-- TASK REQUIREMENTS --
Search the listing for "person" and copy every line where it appears.

-- PROVIDED DATA --
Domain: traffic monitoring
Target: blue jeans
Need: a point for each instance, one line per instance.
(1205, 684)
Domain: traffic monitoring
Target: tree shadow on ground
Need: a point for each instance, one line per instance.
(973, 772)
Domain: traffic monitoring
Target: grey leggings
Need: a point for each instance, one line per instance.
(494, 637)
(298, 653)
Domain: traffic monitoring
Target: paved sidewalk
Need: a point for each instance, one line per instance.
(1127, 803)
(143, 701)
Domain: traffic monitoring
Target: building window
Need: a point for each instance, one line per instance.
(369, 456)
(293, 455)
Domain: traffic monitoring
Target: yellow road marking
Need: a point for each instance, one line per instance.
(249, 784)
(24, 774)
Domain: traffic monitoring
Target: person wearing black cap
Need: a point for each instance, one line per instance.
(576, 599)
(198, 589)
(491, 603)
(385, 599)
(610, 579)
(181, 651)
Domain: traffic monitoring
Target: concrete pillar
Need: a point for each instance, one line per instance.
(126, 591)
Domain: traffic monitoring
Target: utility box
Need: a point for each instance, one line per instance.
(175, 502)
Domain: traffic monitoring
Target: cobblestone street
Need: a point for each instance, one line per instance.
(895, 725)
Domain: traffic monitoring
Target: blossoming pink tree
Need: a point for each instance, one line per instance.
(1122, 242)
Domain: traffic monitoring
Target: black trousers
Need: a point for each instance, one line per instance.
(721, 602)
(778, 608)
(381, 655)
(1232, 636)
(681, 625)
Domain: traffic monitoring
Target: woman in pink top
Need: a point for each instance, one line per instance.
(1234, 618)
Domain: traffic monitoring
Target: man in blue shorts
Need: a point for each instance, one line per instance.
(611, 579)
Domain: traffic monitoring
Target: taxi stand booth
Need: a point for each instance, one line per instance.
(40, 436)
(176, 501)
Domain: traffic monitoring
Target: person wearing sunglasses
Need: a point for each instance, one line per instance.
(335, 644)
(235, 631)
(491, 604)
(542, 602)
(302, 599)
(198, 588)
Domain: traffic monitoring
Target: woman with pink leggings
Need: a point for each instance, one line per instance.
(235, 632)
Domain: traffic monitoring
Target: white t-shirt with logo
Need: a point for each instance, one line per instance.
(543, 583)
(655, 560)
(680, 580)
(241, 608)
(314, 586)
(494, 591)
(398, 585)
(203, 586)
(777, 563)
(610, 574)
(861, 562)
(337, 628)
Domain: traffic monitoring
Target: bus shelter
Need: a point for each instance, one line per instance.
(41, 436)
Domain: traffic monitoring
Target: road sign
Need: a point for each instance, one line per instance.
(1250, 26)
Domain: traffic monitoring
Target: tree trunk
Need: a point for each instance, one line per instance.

-- EXERCISE RESPONSE --
Target: person wearing black cap
Target: person wearing sunglasses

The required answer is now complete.